Material for this exercise
Content starts
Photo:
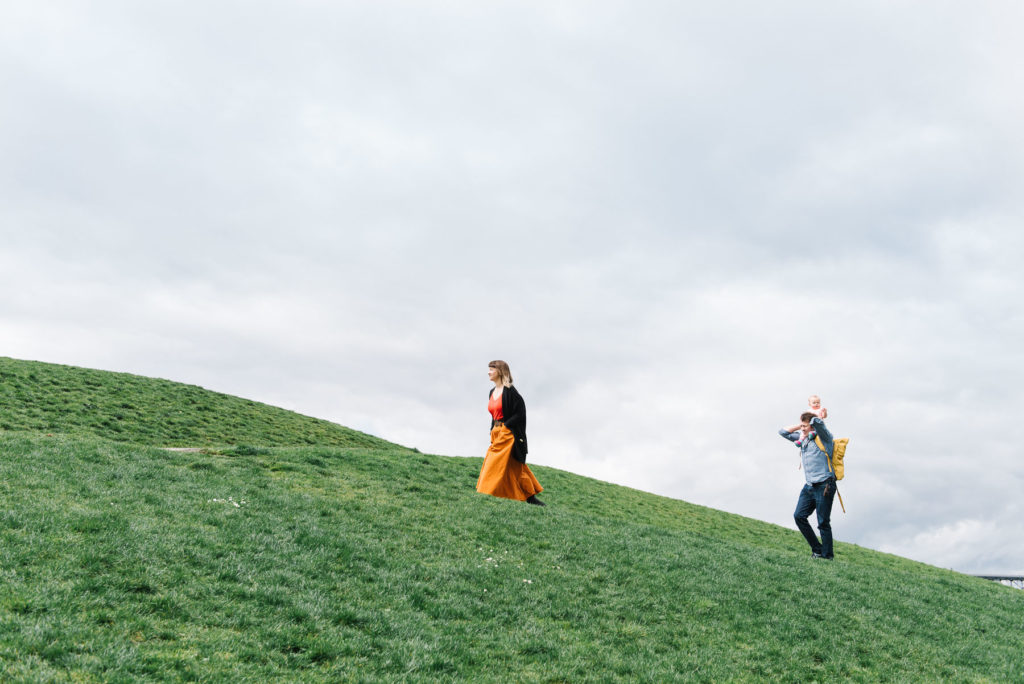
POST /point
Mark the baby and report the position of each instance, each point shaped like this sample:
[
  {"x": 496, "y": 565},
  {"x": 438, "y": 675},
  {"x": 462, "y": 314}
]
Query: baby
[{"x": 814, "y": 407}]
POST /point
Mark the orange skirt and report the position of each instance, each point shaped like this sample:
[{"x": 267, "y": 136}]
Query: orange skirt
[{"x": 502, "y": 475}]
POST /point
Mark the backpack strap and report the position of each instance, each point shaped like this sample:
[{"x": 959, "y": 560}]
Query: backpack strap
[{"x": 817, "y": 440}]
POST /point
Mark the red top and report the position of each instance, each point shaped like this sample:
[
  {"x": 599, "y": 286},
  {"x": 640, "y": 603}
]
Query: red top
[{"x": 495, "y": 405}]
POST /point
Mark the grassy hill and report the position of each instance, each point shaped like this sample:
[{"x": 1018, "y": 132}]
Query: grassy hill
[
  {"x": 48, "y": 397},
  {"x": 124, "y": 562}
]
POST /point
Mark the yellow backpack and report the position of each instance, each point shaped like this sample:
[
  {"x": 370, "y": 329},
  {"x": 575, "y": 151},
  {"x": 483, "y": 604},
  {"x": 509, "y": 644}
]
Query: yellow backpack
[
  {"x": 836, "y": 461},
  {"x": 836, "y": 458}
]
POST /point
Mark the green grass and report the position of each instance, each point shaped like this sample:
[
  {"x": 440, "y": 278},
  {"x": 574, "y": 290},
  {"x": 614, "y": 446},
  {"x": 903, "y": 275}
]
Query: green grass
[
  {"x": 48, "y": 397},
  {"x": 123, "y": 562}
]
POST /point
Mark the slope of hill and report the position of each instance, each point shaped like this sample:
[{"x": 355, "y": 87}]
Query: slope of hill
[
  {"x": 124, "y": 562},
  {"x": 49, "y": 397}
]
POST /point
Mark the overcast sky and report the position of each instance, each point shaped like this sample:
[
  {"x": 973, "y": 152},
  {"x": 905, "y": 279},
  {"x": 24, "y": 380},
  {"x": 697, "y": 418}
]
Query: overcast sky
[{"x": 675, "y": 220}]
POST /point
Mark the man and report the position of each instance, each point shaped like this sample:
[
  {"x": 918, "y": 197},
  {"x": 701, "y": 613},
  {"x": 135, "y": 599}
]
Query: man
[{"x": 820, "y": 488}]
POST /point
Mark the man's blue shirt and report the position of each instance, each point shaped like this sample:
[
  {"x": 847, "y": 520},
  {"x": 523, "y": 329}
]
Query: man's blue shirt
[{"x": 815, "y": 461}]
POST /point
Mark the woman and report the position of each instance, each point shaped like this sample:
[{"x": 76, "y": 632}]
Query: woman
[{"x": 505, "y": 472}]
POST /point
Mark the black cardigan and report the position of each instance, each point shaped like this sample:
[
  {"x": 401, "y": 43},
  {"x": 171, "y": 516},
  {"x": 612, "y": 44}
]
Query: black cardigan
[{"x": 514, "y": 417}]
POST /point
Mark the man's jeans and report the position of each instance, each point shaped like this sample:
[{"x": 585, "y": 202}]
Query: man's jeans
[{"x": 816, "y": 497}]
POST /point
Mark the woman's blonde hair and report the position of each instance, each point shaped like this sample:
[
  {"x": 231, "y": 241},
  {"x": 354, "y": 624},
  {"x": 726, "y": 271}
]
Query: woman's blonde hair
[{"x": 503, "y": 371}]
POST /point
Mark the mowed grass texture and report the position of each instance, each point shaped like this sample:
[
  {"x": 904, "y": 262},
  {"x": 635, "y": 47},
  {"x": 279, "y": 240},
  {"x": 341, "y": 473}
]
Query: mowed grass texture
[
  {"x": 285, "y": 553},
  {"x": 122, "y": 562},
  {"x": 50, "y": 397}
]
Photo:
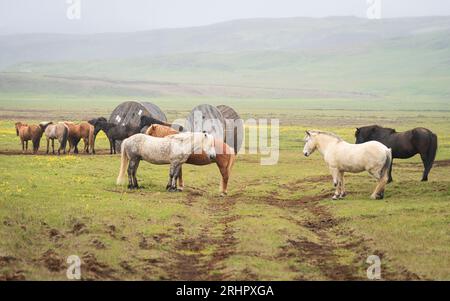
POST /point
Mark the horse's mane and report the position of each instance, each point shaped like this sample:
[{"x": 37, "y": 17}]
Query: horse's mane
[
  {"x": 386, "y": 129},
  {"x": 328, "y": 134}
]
Content ends
Task objective
Line by line, output the material above exactly, passing over the pictures.

Response
Photo:
POST /point
Mark the baby and report the position of each instance, each point shaped like this sample:
[
  {"x": 496, "y": 565},
  {"x": 438, "y": 675},
  {"x": 462, "y": 314}
]
Query: baby
[{"x": 814, "y": 407}]
POST /point
Mark the orange skirt and report the position of each instance, each point shaped like this sample:
[{"x": 267, "y": 136}]
Query: orange skirt
[{"x": 502, "y": 475}]
POST /point
Mark the backpack strap and report the position of each instance, each point shaped like this sample:
[{"x": 959, "y": 560}]
Query: backpack strap
[{"x": 817, "y": 440}]
POST /point
Mark the red top and report the position of each instance, each point shaped like this sample:
[
  {"x": 599, "y": 286},
  {"x": 640, "y": 603}
]
Query: red top
[{"x": 495, "y": 405}]
POST /point
Mark the grassy hill and report the position of each instance, each point shaped like this sample:
[{"x": 1018, "y": 132}]
Query: grassy hill
[
  {"x": 48, "y": 397},
  {"x": 124, "y": 562}
]
POST /point
Mark the yellow backpack and report the position of each instance, each point shaped like this sample:
[
  {"x": 370, "y": 329},
  {"x": 575, "y": 151},
  {"x": 483, "y": 604},
  {"x": 509, "y": 644}
]
Query: yellow backpack
[
  {"x": 836, "y": 461},
  {"x": 836, "y": 458}
]
POST /point
Mark the green grass and report the position of each instance, each point shaped like this sample:
[
  {"x": 440, "y": 278},
  {"x": 574, "y": 290},
  {"x": 614, "y": 446},
  {"x": 903, "y": 275}
]
Query: green grass
[
  {"x": 48, "y": 397},
  {"x": 123, "y": 562}
]
POST /point
Mark the slope of hill and report the position of each instance, each point shaped like this sample:
[{"x": 355, "y": 87}]
Query: slope of hill
[
  {"x": 124, "y": 562},
  {"x": 49, "y": 397}
]
POST /point
Mark the overcast sky and report the position of each instance, each point shaped like this sample:
[
  {"x": 973, "y": 152},
  {"x": 905, "y": 279},
  {"x": 24, "y": 380},
  {"x": 697, "y": 418}
]
Query: overcast sky
[{"x": 675, "y": 220}]
POST /point
Mark the man and report the position of each instance, each point shaped like this sample:
[
  {"x": 918, "y": 197},
  {"x": 701, "y": 613},
  {"x": 135, "y": 599}
]
Query: man
[{"x": 820, "y": 488}]
POST /point
Mark the man's blue shirt and report the position of each instance, each point shaped like this sample:
[
  {"x": 847, "y": 520},
  {"x": 523, "y": 329}
]
Query: man's blue shirt
[{"x": 815, "y": 461}]
POST /point
Mark the woman and report the position of each instance, each point shaped like this sample:
[{"x": 76, "y": 632}]
Query: woman
[{"x": 505, "y": 472}]
POST /point
Mark the black cardigan and report the position of each instance, each point shaped like this sample:
[
  {"x": 401, "y": 43},
  {"x": 171, "y": 516},
  {"x": 612, "y": 44}
]
Query: black cardigan
[{"x": 514, "y": 417}]
POST /point
Mark the man's jeans and report the position of each instance, each point shaped like this sample:
[{"x": 585, "y": 202}]
Query: man's jeans
[{"x": 816, "y": 497}]
POST /point
Mark the woman's blonde hair and report the position of each instance, each point shaped like this sample:
[
  {"x": 231, "y": 241},
  {"x": 354, "y": 624},
  {"x": 726, "y": 271}
]
Query: woman's blonde hair
[{"x": 503, "y": 371}]
POST /point
Mark the mowed grass texture and report the position of each instance, each point shaped like this sample:
[
  {"x": 904, "y": 262},
  {"x": 635, "y": 47},
  {"x": 279, "y": 240},
  {"x": 341, "y": 473}
]
Query: mowed grass texture
[
  {"x": 285, "y": 553},
  {"x": 122, "y": 562},
  {"x": 50, "y": 397}
]
Photo:
POST /point
Mark the horse's mane and report the position of each instance, each point shaped like this sample:
[{"x": 37, "y": 17}]
Query: horse's mane
[
  {"x": 386, "y": 129},
  {"x": 328, "y": 134}
]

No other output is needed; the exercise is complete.